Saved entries
- Opening Delimiter -

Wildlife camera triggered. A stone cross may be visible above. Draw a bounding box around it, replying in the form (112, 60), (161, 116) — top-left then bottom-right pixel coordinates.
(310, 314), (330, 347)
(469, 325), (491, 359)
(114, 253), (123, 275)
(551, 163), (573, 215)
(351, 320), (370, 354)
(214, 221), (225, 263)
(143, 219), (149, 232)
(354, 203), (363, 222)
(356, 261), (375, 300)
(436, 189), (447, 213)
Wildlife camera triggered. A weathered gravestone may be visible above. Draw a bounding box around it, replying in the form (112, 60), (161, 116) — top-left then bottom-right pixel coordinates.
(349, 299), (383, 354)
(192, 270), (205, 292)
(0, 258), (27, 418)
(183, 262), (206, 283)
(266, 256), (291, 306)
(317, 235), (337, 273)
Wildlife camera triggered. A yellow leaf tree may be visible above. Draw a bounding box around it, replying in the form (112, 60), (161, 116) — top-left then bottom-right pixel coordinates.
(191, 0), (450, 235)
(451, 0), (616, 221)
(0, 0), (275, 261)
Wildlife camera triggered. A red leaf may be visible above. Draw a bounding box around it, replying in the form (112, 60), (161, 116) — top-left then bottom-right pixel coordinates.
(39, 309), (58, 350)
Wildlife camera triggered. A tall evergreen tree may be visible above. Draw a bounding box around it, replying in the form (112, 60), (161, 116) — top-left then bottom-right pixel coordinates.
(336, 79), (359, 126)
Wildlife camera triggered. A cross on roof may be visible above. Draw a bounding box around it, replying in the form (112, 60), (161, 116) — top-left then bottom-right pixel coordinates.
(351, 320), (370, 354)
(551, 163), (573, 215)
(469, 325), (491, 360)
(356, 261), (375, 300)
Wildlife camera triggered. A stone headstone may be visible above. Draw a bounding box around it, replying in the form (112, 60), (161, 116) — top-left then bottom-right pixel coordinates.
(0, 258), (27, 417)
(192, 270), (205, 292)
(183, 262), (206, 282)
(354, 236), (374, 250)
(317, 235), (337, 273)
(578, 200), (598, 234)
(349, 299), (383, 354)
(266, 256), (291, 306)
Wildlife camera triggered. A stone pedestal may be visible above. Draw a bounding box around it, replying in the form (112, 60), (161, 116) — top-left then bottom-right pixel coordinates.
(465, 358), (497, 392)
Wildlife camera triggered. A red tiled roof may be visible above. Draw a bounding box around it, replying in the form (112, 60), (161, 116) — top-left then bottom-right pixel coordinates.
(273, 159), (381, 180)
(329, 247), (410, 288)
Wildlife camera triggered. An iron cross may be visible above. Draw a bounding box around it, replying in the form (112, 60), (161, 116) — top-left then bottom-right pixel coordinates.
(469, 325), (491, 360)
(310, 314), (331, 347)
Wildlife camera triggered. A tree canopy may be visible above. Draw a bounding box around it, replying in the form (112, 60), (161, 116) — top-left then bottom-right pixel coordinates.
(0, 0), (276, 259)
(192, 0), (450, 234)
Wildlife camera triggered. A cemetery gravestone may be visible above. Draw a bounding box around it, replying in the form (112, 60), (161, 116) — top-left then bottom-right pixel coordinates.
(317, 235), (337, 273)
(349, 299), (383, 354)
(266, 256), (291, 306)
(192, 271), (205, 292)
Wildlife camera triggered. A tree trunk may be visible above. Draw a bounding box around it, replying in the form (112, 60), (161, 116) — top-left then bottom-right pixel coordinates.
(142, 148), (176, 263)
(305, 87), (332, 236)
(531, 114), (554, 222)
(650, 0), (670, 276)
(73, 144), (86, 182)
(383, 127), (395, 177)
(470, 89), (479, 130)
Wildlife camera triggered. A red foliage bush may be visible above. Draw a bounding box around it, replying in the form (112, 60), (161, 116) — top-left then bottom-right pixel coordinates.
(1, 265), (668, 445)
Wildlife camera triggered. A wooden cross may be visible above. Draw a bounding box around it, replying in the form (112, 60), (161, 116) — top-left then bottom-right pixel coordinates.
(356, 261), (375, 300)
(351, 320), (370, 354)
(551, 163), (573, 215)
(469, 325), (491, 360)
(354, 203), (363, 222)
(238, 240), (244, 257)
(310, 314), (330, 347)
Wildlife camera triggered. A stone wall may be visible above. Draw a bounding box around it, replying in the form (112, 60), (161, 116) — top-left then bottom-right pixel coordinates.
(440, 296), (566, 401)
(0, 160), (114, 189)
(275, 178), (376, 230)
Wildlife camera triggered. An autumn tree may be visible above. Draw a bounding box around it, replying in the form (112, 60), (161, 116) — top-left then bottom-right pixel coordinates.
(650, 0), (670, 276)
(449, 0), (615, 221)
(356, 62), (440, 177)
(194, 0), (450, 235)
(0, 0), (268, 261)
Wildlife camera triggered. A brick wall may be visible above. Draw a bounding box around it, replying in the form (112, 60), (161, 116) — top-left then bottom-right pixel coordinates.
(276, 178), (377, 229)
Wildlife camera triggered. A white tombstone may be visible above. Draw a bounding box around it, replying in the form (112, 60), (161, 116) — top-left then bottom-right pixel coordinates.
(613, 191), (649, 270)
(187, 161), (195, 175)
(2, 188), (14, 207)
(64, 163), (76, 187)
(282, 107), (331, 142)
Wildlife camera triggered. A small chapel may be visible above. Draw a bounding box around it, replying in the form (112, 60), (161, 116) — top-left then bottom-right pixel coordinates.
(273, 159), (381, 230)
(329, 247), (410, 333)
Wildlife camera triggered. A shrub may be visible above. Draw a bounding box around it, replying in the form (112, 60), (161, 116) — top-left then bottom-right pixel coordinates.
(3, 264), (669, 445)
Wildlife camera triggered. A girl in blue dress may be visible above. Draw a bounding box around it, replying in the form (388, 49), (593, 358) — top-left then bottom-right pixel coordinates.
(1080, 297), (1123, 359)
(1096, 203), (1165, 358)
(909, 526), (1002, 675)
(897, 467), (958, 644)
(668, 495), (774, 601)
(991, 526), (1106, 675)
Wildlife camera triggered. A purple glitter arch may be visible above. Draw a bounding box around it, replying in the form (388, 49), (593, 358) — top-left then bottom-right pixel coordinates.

- Closing Delimiter -

--- ABOUT THIS EXERCISE ---
The full data must appear again, retyped in every detail.

--- TASK RESULT ---
Wildlife camera triggered. A stone cross may be visible above. Draw a bounding box around it, replying in the form (112, 60), (161, 116) — top-left then bottom-right pixel coordinates.
(310, 314), (330, 347)
(469, 325), (491, 359)
(114, 253), (123, 275)
(551, 163), (573, 215)
(351, 320), (370, 354)
(214, 221), (225, 263)
(143, 219), (149, 232)
(354, 203), (363, 222)
(356, 261), (375, 300)
(436, 189), (447, 213)
Wildlife camera triggered. A weathered gravestone may be visible above. Draw a bounding box around it, replying in the form (112, 60), (161, 116) — top-left then bottom-right pixel coordinates.
(349, 299), (383, 354)
(192, 270), (205, 292)
(0, 258), (27, 418)
(183, 262), (206, 283)
(266, 256), (291, 306)
(317, 235), (337, 273)
Wildlife camera triggered. A yellow leaf tree may be visible above. Draw a bounding box around it, replying in the form (112, 60), (161, 116) — top-left then bottom-right pixel coordinates.
(191, 0), (450, 235)
(451, 0), (616, 221)
(0, 0), (275, 261)
Wildlife camera triggered. A red leaf may be visible above. Draw a bounding box around it, replying in the form (112, 60), (161, 116) — top-left then bottom-right pixel coordinates.
(39, 309), (58, 350)
Wildlife camera triggered. A tall evergreen tree may be visible above. Draw a bounding box around it, replying in the form (112, 60), (161, 116) — top-left then bottom-right pixel coordinates.
(336, 79), (359, 126)
Wildlife camera triggered. A cross on roof may be visible above. Draw a bounding box around it, replying in the form (112, 60), (161, 116) — top-left then bottom-right pixel coordinates.
(351, 320), (370, 354)
(551, 163), (573, 215)
(469, 325), (491, 360)
(356, 261), (375, 300)
Wildlife camera triggered. A stone headstone may be visible above. Draw a bounding box around it, replying in the form (112, 60), (161, 116) — top-left then bottom-right pixel coordinates.
(0, 258), (27, 417)
(192, 270), (205, 292)
(183, 262), (206, 282)
(354, 236), (374, 250)
(317, 235), (337, 273)
(578, 200), (598, 234)
(349, 299), (383, 354)
(266, 256), (291, 306)
Wildlife camera triggered. A stone pedestal may be visible above. Draw a bounding box around it, replying in the form (112, 60), (161, 116) — top-left then bottom-right pixel coordinates.
(465, 358), (497, 392)
Wildlife camera triggered. A red tiled roof may be visible above. Draw a bounding box around it, replying in the form (112, 60), (161, 116) — top-left then bottom-right pixel coordinates.
(273, 159), (381, 180)
(329, 247), (410, 288)
Wildlife camera triggered. An iron cross may be visible above. Draw a bounding box around it, replying in the form (112, 60), (161, 116) — top-left then bottom-right pixel coordinates.
(469, 325), (491, 360)
(310, 314), (331, 347)
Wildlife camera triggered. A tree canopy may be visible above. Draw a bounding box around it, replying in the form (112, 60), (161, 116) — top-left then bottom-right pixel coordinates.
(0, 0), (276, 259)
(192, 0), (450, 234)
Wildlife camera triggered. A cemetery gravestone may be visible above. Draw a bounding box around it, replying in the form (112, 60), (161, 116) — top-left then bottom-right pixel coordinates.
(317, 235), (337, 273)
(349, 299), (383, 354)
(266, 256), (291, 306)
(192, 271), (205, 292)
Wildlife camera triggered. A tree trunk may be visible above. Draw a bounding box around it, replying in the form (112, 60), (161, 116) — top-left then bottom-right pixel coordinates.
(142, 148), (176, 263)
(305, 87), (332, 236)
(531, 114), (554, 222)
(650, 0), (670, 276)
(73, 144), (86, 182)
(383, 127), (395, 177)
(470, 89), (479, 130)
Wildlife camera triggered. A red foliage bush may be visible above. Draw a bounding box around it, replying in the form (112, 60), (161, 116) — top-left then bottom-right pixel coordinates.
(1, 265), (668, 445)
Wildlife camera triggered. A wooden cross may be visible above. Draw a bounding box around it, replying in the form (112, 60), (161, 116) — top-left then bottom-right pixel coordinates.
(356, 261), (375, 300)
(351, 320), (370, 354)
(551, 163), (573, 215)
(469, 325), (491, 360)
(354, 203), (363, 222)
(238, 240), (244, 257)
(310, 314), (330, 347)
Wildlife camera triggered. A stone wall may be visible above. Draw a bounding box around it, replying in the form (112, 60), (161, 116) — top-left then bottom-right pixel coordinates.
(440, 296), (566, 401)
(0, 160), (114, 189)
(275, 178), (376, 230)
Wildlife camera triggered. An autumn tree may be visible above. Draw a bounding box around it, replying in the form (112, 60), (161, 116) — top-left then bottom-right pixel coordinates.
(650, 0), (670, 276)
(449, 0), (615, 221)
(356, 62), (440, 177)
(194, 0), (450, 235)
(0, 0), (268, 261)
Wildlife camera triggered. A brick wall may be visible above. Draw a bounding box around it, replying in the form (112, 60), (161, 116) — top-left then bottom-right pixel coordinates.
(276, 178), (377, 229)
Wildlife camera triggered. A white tombstone may be visible above. Draw a bounding box around it, replying in the form (112, 60), (161, 116) — top-left then bottom-right pixel coordinates.
(613, 191), (649, 270)
(187, 161), (195, 175)
(2, 188), (14, 207)
(64, 163), (76, 187)
(282, 107), (331, 142)
Wildlife camera triggered. A small chapel may be visible above. Draw a bounding box around it, replying in the form (112, 60), (161, 116) — top-left then bottom-right pixel coordinates.
(273, 159), (381, 230)
(329, 247), (410, 333)
Wildlife camera triggered. A shrub may be visible above. Draw a bounding box around it, replying in the form (112, 60), (161, 116) — top-left then bottom-right pixel coordinates.
(3, 264), (669, 445)
Wildlife camera triggered. A girl in blue dress may be visible above. Draw a bounding box around it, replying in the form (388, 49), (593, 358) — top-left then bottom-right pixel coordinates.
(1080, 297), (1123, 359)
(1096, 203), (1165, 358)
(909, 526), (1002, 675)
(897, 467), (958, 644)
(668, 495), (774, 601)
(991, 526), (1106, 675)
Wildlife camera triggered. A purple glitter arch may be visible above. Draw a bounding box around it, replying in the form (388, 49), (593, 358) — top-left then bottom-right pixel coordinates.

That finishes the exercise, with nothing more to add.